General characteristics
- Type: Tugboat
- Tonnage: 269 gross tons
- Displacement: 415 tons
- Length: 121 ft 6 in (37.03 m)
- Beam: 24 ft 6 in (7.47 m)
- Draft: 11 ft 2 in (3.40 m)
- Propulsion: not known
- Speed: 11 knots
- Complement: 38 officers and enlisted
- Armament: one 3-inch gun

= USS Penobscot (SP-982) =

Tugboat of the United States Navy

USS Penobscot (SP-982/YT-42/YTB-42) was a commercial harbor tugboat purchased by the U.S. Navy at the start of World War I. Penobscot performed her towing services for the 5th Naval District on the U.S. East Coast, and continued to do so for the 3rd Naval District through the end of World War II. She was finally retired from Navy service in 1947.

== Commercial activity ==

The second ship to be so named by the U.S. Navy, Penobscot (SP–982), a 121-foot-long harbor tug, was built as Luckenbach No. 5 by Risdon Iron Works, San Francisco, California, in 1904. Under the name Dauntless she operated on the Pacific Ocean Coast until 1916, then moved to the Atlantic Ocean seaboard.

== World War I service ==

She was acquired by the U.S. Navy from Luckenbach Steamship Company and placed in service 29 August 1917 as SP–982. Through World War I she served as a section patrol craft in the 5th Naval District, operating in Hampton Roads, Virginia, and the Elizabeth River. and in Italian waters during the remainder of World War I.

She also served in Europe, and suffered a fire off Villa Franca, Italy, on 5 October 1918 that took the life of one person.

== World War II service ==

Shortly after World War I she was redesignated YT–42 and assigned harbor duties in the 3rd Naval District. She was slated for replacement in 1939, but war extended her period of use to the Navy. Through World War II she continued to serve the Fleet as a tug in New York Harbor.

== Final decommissioning ==

Redesignated YTB 42 in May 1944, Penobscot remained active until 29 October 1945, when she was placed out of service at New York City. Struck from the Navy List 17 April 1946, she was turned over to the U.S. Maritime Commission 31 January 1947 for disposal.
————
● **PROMPT**: List every name the tugboat carried, according to the text on USS Penobscot.

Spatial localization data
————
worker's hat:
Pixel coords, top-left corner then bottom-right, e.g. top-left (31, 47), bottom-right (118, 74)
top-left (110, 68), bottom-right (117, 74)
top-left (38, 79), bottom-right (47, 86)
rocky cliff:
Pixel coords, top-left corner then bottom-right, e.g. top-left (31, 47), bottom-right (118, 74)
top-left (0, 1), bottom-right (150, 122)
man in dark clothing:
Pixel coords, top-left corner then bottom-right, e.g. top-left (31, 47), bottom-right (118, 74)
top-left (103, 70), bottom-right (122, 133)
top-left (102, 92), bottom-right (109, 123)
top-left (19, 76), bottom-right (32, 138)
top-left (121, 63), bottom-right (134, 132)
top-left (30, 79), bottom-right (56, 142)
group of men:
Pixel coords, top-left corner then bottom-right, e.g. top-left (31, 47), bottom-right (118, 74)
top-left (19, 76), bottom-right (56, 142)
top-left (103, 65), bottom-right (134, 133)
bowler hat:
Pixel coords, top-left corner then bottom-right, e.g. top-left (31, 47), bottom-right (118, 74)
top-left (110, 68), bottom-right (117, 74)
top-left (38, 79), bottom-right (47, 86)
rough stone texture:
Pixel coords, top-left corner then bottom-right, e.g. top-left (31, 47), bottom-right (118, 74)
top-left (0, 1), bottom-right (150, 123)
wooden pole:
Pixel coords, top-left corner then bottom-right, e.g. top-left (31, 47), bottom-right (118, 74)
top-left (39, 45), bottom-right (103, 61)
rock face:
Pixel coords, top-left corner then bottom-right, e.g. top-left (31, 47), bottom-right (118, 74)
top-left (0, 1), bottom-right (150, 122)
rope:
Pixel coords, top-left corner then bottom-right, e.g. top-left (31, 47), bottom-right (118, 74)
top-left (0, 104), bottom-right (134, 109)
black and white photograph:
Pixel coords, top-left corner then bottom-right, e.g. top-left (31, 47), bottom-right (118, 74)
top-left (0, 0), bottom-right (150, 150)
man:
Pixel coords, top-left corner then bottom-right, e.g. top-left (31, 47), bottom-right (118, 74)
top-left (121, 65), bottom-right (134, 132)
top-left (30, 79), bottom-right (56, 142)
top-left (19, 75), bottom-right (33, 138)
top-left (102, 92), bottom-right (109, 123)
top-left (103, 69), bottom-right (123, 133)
————
● **SOLUTION FOR THIS TASK**: Luckenbach No. 5, Dauntless, Penobscot